→ **Task**
Swap every occurrence of "pixel coordinates" in the lines below for "image coordinates", and leave everything else unchanged.

→ **Provided material**
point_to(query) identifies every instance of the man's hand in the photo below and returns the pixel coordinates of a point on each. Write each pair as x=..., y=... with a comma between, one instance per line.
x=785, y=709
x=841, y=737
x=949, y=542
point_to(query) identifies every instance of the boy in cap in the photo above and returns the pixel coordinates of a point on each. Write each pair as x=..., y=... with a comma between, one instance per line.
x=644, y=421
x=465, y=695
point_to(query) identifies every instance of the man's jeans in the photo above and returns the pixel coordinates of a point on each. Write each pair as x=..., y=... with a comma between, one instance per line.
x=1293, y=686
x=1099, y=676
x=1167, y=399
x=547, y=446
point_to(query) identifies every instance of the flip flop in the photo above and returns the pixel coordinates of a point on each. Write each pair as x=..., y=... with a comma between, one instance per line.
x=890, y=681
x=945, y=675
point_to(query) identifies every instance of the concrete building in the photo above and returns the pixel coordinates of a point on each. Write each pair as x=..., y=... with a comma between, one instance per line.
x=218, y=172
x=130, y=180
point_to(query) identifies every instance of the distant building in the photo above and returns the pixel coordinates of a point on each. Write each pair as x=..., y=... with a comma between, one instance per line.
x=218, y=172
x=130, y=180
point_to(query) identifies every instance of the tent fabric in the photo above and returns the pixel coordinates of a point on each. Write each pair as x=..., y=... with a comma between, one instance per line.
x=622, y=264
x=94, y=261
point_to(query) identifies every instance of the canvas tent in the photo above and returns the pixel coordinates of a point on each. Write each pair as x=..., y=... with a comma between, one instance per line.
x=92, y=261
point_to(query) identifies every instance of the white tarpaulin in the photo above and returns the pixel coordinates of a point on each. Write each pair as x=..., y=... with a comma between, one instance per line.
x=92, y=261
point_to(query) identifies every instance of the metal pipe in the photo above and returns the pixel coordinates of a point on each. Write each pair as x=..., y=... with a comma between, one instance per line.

→ **Problem solution**
point_to(query) identifies every instance of the man's hand in the photo below and returns the image coordinates of a point on each. Write each pair as x=..., y=... with a comma between, one instance per line.
x=785, y=709
x=841, y=737
x=949, y=542
point_to(query) identifies every instance of the boy in cap in the photo above and returns the image coordinates of a point on each. Write each pair as x=..., y=... with a comma between, one instance per line.
x=644, y=421
x=465, y=695
point_to(query) identifies every instance of the man's jeans in the photo above and returns the image coordinates of a point on each. Write each pair as x=..., y=... with a comma between, one instance per line.
x=1293, y=686
x=1099, y=676
x=1167, y=399
x=547, y=446
point_to(query) identifies every instance of the flip flop in the photo above and returns the image coordinates of a point on each. Write each pair as x=..., y=... with a comma between, one instance per line.
x=890, y=681
x=945, y=675
point_to(query) identifies every instance of the concrete building in the photo above and returns the image coordinates of a point on each. Write each pair as x=..., y=... with a comma between, one instance per line.
x=218, y=172
x=130, y=180
point_to(query) identifies every instance of the distant building in the photo above and returns the image coordinates of a point on each. Write each pair as x=..., y=... with a comma between, one instance per line.
x=218, y=172
x=130, y=180
point_to(query) identifies every instance of the tent fabric in the photo above and returns the image coordinates of a point on each. Write each pair as x=..., y=... with a comma between, one instance per line.
x=622, y=264
x=94, y=261
point_to(query) identifies every instance of the canvas tent in the photo above and returns the image coordinates of a point on each. Write each pair as x=..., y=... with a comma between, one instance per line.
x=92, y=261
point_to(query) identifies every instance of the white tarpaulin in the photo above and returns the image coordinates of a point on each. Write each pair as x=..., y=... with a comma between, one instance per line.
x=92, y=261
point_to(query) identifies every instance of the metal pipe in the photo above and returns the image coordinates of a point on each. Write each pair as x=..., y=... with a comma between, one instance per line.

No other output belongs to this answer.